## Exercise description:
Return every line of the data below that includes the string "desert".

[The data Boundary: Start]

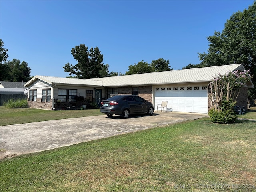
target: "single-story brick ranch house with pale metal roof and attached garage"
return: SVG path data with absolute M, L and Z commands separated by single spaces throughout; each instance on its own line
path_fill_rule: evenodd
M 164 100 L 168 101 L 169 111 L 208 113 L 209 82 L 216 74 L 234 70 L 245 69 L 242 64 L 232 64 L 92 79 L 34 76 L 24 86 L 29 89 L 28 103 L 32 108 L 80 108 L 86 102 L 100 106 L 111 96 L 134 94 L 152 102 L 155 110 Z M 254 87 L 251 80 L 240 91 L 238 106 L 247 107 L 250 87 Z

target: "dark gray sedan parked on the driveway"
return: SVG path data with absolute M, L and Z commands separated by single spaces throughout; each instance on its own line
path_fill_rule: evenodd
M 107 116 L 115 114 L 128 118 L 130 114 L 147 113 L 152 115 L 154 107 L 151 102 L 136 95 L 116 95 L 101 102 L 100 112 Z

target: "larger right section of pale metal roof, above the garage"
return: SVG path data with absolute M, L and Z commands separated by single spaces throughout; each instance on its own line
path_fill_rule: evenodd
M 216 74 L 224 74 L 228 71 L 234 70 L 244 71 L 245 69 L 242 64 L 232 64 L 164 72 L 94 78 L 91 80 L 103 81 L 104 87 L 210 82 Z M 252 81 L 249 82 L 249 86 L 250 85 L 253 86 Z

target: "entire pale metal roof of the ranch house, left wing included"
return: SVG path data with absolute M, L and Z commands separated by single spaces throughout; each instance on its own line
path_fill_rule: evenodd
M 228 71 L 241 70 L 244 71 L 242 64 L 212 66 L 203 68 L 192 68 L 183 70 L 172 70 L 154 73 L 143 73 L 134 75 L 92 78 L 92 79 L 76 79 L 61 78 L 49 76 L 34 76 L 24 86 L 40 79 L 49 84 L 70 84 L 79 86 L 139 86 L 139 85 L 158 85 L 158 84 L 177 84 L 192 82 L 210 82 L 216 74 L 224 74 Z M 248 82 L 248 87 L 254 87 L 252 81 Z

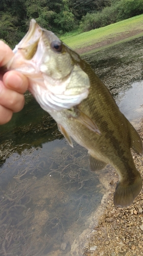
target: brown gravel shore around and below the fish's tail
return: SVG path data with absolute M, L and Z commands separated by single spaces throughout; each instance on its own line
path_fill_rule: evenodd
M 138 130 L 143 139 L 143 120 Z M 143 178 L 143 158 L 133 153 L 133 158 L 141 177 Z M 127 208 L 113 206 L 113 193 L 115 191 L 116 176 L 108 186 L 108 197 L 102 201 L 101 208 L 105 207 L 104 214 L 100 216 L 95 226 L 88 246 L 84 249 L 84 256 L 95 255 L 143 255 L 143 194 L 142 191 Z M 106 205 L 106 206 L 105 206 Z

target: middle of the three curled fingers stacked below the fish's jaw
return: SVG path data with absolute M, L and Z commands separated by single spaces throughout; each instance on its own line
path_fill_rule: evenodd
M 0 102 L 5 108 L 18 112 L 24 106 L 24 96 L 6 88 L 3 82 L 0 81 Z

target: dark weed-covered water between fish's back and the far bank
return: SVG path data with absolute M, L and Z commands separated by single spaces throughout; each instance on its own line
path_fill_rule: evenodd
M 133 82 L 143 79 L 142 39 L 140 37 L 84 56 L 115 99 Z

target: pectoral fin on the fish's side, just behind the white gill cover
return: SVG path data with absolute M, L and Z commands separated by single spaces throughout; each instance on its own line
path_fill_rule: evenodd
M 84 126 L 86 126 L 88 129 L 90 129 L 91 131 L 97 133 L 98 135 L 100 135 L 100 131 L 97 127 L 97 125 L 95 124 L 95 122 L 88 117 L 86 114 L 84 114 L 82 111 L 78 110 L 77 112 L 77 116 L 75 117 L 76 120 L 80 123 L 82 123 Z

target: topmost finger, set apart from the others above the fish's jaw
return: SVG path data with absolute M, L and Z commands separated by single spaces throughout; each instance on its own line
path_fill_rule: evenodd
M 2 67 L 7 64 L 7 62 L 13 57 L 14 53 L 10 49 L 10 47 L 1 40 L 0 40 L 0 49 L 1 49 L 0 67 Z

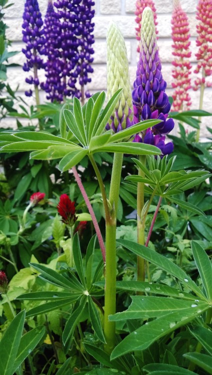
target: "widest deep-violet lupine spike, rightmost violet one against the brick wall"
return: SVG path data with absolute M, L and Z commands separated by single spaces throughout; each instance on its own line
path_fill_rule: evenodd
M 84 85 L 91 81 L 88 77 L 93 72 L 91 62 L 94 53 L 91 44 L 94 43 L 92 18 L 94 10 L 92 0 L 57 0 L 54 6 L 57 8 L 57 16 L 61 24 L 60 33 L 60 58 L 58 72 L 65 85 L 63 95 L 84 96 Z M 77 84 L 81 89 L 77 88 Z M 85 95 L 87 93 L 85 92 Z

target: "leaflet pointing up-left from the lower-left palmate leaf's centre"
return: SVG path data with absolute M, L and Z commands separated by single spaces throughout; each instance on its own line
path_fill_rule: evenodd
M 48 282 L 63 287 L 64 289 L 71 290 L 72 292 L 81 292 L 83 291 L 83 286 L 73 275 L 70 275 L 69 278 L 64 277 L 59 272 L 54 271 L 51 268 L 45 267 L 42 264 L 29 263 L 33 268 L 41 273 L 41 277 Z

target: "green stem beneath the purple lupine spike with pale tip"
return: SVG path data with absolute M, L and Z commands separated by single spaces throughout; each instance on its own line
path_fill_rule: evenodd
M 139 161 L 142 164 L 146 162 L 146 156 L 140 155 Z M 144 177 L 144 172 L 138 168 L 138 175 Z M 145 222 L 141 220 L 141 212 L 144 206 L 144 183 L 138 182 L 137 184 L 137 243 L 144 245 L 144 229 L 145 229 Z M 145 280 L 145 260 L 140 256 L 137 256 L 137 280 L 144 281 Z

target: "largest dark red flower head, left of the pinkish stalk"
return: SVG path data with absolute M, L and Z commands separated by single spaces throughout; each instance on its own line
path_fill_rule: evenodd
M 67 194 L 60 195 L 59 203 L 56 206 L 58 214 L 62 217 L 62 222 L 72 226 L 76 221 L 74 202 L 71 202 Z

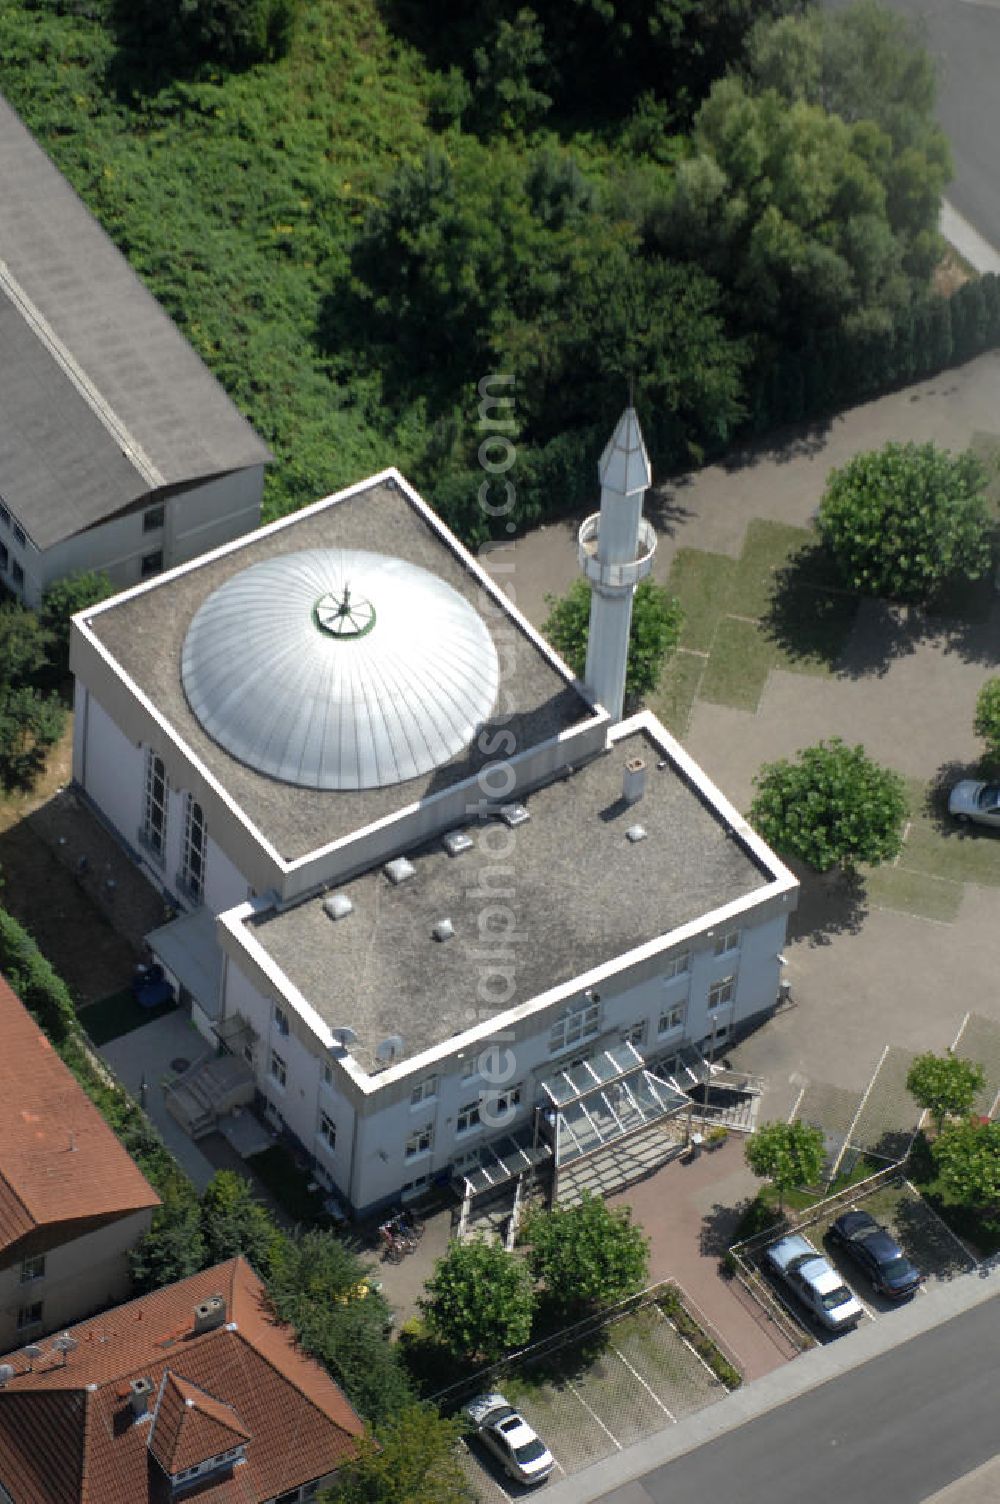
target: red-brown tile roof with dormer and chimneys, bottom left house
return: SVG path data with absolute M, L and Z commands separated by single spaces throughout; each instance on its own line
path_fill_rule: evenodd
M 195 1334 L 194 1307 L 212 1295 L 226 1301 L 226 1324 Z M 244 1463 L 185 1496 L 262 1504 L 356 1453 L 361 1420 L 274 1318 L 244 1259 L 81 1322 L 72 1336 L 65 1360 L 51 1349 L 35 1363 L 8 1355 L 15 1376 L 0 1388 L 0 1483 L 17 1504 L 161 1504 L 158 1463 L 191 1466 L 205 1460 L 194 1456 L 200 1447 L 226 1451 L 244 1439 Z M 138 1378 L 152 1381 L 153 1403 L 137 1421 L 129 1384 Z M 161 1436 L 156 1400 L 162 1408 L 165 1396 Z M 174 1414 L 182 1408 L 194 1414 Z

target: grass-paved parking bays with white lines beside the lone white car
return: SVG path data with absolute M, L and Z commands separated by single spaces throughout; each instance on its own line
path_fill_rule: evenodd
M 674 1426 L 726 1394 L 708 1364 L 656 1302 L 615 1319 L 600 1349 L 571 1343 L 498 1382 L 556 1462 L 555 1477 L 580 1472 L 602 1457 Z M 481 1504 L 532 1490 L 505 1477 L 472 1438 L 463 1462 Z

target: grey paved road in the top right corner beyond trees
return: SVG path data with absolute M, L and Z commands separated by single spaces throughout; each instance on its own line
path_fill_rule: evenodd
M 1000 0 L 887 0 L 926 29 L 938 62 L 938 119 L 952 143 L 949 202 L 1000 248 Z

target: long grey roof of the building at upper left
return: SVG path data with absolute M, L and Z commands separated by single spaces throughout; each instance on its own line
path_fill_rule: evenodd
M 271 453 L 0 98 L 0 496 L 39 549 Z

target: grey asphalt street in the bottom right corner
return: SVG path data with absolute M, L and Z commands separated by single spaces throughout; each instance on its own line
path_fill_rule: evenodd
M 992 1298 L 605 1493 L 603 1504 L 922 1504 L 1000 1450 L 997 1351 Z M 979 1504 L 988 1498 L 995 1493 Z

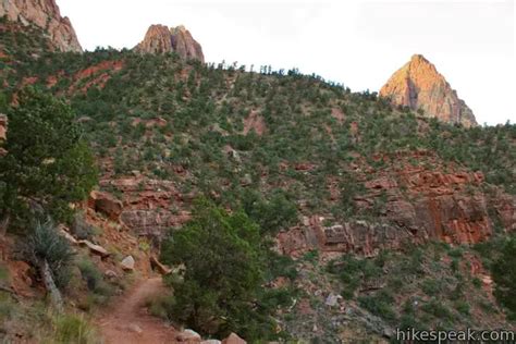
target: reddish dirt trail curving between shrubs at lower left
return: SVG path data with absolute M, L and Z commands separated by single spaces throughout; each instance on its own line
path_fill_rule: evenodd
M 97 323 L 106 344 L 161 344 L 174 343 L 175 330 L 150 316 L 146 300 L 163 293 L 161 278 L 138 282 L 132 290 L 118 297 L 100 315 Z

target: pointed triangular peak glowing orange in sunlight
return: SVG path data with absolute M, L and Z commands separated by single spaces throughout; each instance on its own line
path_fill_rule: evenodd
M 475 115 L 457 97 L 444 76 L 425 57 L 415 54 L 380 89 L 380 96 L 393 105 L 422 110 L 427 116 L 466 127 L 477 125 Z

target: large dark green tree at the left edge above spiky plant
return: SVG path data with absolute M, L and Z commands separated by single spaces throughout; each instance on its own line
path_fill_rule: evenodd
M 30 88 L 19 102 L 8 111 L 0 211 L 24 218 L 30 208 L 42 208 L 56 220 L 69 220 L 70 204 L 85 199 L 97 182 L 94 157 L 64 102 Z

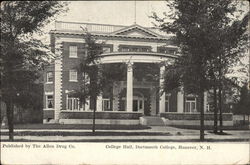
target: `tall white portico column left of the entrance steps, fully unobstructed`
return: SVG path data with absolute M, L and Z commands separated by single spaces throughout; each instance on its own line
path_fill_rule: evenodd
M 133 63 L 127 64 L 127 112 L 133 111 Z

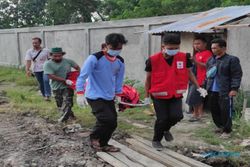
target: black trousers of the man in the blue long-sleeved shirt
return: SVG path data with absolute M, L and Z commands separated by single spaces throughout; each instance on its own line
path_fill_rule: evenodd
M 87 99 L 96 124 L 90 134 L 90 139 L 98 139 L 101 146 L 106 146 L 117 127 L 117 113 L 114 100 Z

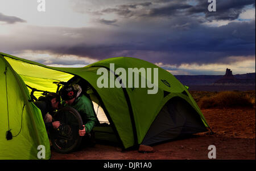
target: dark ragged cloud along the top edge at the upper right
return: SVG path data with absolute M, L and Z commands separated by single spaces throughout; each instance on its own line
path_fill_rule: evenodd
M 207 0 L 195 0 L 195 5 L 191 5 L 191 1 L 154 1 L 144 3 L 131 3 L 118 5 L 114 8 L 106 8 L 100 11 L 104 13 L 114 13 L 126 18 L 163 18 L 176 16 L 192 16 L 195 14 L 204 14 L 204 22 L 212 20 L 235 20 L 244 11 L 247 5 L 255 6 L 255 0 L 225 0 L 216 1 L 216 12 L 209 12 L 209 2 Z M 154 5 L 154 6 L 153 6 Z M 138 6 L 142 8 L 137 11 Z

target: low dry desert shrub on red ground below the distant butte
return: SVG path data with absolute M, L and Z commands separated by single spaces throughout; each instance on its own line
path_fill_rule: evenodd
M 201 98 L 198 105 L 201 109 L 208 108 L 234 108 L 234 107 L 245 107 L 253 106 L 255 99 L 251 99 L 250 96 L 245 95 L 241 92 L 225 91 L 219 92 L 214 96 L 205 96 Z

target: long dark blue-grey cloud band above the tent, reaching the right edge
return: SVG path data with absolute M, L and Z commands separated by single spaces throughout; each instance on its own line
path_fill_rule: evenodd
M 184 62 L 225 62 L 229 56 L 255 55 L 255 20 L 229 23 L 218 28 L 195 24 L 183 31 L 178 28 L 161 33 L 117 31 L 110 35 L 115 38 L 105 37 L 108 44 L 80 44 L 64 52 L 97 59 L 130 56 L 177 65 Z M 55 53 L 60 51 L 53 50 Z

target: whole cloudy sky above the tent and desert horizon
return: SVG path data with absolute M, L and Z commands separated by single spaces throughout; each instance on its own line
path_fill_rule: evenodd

[The data Boundary: End]

## Answer:
target: low dry desert shrub on red ground below the distant butte
target: whole cloudy sky above the tent and desert horizon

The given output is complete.